### [Exercise]
Gather every line of the listing below that contains the string "image", and copy each of those lines in full.

──────── Task data

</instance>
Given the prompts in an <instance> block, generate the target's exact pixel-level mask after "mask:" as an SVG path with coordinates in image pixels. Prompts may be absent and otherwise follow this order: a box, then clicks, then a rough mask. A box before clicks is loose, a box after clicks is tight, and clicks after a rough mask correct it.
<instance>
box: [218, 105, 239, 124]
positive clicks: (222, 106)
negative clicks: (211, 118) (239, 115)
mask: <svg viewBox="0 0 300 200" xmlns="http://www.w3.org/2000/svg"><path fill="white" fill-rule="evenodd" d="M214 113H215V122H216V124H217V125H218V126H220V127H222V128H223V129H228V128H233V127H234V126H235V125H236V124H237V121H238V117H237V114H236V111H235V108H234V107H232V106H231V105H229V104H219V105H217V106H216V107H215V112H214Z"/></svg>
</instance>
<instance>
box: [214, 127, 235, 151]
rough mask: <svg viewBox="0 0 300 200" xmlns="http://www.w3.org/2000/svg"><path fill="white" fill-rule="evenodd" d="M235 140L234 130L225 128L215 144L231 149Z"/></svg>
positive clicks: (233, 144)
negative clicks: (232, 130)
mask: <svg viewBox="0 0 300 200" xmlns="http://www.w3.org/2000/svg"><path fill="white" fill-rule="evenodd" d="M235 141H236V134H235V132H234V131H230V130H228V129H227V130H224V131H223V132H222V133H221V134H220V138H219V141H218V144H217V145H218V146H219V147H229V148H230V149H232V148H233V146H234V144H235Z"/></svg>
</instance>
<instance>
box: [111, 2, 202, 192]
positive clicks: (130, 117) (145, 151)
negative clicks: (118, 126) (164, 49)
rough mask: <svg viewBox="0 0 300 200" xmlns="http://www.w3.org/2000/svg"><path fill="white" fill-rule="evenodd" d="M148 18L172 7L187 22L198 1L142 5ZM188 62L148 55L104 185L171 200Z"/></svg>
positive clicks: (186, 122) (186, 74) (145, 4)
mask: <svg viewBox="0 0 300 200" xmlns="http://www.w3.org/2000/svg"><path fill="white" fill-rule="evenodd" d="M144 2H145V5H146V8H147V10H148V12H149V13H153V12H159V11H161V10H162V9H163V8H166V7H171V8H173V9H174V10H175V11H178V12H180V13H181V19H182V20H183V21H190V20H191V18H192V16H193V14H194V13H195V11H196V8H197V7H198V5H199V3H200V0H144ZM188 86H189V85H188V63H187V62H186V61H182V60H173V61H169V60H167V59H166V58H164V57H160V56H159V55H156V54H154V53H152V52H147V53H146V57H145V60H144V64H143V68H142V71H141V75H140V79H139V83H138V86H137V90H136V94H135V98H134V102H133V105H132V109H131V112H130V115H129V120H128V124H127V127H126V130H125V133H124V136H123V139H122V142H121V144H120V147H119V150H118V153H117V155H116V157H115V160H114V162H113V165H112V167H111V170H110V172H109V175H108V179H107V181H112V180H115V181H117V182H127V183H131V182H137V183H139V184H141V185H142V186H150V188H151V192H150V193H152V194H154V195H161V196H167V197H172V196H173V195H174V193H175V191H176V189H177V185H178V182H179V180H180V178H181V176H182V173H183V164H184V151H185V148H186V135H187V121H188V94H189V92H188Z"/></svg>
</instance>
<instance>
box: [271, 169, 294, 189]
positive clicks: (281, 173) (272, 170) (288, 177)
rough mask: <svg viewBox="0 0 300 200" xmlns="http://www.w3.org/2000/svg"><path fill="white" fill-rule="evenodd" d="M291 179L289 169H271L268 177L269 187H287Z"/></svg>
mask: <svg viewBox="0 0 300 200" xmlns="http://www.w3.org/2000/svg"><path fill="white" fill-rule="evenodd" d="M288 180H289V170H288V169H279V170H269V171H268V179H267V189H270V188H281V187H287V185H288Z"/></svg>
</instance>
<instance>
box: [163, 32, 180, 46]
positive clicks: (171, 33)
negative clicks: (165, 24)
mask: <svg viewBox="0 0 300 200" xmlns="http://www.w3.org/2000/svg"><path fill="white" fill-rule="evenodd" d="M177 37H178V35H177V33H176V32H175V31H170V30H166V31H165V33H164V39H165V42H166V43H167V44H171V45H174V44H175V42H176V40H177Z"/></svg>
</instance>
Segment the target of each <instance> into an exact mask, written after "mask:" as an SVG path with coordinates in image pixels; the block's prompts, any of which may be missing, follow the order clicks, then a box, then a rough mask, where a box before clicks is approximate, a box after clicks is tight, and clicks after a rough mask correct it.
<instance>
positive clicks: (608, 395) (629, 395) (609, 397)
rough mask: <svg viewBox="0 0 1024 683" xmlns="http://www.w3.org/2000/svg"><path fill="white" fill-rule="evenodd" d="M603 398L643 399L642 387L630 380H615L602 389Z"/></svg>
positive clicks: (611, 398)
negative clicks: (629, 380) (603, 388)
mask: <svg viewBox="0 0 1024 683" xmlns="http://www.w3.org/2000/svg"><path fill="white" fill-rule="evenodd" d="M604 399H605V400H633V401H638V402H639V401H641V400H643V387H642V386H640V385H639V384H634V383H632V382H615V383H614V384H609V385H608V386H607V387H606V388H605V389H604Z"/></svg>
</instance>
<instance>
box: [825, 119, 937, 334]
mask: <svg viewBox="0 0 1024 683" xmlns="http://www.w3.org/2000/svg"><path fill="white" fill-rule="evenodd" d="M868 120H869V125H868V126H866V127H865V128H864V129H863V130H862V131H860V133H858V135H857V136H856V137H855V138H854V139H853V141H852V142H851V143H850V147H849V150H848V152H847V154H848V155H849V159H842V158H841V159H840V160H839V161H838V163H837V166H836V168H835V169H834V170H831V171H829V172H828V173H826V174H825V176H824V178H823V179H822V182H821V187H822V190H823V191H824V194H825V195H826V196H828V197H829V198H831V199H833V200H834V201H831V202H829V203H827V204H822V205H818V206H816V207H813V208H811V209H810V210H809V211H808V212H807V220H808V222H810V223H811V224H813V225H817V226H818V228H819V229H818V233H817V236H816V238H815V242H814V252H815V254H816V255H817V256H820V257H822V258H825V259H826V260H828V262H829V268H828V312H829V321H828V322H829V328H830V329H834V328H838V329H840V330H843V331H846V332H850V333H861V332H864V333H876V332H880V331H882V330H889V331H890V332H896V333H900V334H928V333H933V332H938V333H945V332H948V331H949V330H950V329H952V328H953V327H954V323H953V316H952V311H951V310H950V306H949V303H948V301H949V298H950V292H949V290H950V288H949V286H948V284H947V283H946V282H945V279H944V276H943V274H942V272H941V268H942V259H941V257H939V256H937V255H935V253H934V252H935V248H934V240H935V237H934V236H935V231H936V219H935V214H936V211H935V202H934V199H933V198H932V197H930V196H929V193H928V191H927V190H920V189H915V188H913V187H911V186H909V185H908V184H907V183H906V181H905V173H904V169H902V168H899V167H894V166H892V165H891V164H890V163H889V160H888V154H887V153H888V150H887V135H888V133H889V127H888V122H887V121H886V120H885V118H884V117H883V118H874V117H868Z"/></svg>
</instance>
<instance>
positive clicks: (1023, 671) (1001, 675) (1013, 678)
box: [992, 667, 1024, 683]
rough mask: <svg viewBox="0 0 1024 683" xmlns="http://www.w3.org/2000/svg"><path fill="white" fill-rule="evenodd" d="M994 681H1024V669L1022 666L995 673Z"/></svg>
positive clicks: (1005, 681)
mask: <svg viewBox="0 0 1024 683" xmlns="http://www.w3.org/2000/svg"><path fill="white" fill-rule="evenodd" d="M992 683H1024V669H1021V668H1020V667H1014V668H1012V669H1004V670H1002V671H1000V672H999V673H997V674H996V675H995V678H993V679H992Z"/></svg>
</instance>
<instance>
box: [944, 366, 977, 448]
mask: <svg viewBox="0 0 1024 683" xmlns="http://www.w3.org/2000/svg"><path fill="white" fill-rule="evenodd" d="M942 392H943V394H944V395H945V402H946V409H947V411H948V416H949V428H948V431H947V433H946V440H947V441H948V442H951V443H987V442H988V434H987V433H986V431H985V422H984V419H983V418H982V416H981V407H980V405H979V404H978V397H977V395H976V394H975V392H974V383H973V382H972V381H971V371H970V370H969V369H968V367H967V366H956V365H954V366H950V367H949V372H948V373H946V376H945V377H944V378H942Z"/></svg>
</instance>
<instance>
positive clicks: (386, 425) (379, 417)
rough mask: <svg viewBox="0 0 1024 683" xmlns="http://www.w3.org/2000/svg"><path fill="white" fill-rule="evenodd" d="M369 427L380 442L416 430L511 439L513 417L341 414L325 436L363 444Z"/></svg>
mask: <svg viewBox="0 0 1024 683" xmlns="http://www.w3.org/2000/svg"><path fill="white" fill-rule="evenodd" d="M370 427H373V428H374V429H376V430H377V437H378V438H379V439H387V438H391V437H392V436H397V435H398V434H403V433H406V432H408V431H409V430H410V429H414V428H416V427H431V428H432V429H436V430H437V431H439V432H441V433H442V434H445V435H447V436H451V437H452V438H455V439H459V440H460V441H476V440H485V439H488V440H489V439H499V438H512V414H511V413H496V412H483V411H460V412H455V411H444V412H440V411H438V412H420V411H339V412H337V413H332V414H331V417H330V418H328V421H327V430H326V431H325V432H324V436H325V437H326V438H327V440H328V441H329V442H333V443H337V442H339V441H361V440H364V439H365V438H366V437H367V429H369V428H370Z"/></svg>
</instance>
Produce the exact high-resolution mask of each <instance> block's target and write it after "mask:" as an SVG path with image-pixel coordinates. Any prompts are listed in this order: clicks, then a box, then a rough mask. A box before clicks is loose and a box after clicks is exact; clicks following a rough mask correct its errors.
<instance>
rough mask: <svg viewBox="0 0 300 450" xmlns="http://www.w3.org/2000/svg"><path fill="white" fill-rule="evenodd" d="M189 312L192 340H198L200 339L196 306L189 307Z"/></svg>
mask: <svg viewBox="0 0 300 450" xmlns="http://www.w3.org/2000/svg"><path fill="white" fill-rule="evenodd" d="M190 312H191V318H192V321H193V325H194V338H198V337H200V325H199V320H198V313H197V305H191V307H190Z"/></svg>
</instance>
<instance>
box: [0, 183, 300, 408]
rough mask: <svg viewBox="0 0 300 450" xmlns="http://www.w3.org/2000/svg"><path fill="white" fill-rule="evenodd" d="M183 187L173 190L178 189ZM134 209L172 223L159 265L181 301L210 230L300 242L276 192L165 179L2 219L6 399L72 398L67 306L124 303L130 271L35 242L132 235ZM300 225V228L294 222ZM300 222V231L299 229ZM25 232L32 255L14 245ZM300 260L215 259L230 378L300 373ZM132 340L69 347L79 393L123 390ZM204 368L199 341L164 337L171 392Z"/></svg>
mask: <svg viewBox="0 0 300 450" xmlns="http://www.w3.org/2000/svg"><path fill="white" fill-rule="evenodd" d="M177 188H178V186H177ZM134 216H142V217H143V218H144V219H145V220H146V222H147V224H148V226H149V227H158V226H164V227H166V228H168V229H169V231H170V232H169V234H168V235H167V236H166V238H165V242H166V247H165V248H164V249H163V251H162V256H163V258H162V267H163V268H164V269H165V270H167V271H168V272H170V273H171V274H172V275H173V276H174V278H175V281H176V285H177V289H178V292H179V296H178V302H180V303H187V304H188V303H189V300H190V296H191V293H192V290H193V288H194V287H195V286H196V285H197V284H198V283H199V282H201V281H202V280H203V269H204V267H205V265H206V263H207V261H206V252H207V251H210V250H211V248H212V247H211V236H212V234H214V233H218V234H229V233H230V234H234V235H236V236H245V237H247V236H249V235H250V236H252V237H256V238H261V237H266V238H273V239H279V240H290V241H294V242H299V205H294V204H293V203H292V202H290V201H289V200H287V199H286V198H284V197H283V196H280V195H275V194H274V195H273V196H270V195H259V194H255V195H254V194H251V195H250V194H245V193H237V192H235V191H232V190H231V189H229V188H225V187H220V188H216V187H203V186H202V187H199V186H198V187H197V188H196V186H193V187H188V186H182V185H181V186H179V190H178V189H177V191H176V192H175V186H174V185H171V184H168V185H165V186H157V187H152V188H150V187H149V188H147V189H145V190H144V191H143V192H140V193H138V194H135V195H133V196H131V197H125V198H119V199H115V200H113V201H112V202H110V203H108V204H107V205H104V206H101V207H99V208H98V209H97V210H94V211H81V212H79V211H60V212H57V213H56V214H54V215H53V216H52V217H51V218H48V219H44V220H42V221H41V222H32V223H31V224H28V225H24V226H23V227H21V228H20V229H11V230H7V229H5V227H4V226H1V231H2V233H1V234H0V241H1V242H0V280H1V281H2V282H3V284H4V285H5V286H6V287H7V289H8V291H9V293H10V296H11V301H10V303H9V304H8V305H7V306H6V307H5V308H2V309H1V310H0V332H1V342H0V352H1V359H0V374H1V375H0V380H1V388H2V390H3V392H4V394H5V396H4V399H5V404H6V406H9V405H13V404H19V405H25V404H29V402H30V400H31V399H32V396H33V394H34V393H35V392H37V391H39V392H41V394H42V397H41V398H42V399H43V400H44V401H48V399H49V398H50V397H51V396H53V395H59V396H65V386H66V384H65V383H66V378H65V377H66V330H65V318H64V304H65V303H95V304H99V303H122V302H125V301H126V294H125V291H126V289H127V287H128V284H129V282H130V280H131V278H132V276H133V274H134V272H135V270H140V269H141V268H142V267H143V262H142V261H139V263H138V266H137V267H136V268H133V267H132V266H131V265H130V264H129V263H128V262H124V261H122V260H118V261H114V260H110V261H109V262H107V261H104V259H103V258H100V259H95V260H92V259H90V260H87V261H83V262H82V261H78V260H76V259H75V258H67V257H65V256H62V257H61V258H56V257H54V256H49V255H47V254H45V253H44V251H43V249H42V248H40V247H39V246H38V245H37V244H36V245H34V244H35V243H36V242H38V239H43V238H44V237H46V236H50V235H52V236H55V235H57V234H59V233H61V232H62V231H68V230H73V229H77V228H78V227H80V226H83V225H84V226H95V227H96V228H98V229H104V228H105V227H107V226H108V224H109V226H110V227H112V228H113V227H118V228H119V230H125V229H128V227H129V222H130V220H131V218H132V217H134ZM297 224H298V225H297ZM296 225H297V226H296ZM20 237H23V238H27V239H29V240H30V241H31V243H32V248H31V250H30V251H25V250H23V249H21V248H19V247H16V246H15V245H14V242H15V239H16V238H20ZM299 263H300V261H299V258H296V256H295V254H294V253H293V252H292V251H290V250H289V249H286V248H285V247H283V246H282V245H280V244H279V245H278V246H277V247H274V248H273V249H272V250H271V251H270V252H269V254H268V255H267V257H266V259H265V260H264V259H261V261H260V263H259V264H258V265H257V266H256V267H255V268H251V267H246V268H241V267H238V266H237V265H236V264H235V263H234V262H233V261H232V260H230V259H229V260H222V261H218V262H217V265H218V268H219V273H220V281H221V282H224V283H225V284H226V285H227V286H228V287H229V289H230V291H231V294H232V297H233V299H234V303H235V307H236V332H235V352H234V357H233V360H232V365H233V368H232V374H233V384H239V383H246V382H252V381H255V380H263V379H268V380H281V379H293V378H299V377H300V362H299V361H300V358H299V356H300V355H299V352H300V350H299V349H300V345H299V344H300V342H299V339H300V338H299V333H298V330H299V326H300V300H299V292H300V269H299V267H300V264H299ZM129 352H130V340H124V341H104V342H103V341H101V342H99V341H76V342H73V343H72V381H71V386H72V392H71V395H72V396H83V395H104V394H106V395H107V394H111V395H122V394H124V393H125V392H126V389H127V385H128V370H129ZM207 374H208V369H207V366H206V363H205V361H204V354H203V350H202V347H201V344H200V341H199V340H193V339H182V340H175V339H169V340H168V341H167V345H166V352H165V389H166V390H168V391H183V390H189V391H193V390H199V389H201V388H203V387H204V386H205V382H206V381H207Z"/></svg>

────────────────

### [Your solution]
Given the prompts in an <instance> block, generate the target's exact pixel-level mask after "mask:" as an SVG path with coordinates in image pixels. Prompts may be absent and otherwise follow this order: a box, then clicks, then a rough mask. A box before clicks is loose, a box after clicks is tight, and clicks after a rough mask correct it.
Segment the target of each <instance> into an exact mask, written after "mask:" as an SVG path with coordinates in image pixels; the block's prompts, any of which may be missing, follow the order clicks, then a box, then a rough mask, where a box before clicks is approximate, a box after clicks is tight, and clicks after a rough mask correct it.
Produce the exact high-resolution mask of each <instance> block's target and write it after "mask:" as an SVG path with image-pixel coordinates. Any prompts are listed in this order: clicks, then a box, then a rough mask. A box before clicks is loose and a box after clicks is exact; clicks following a rough mask correct its errors.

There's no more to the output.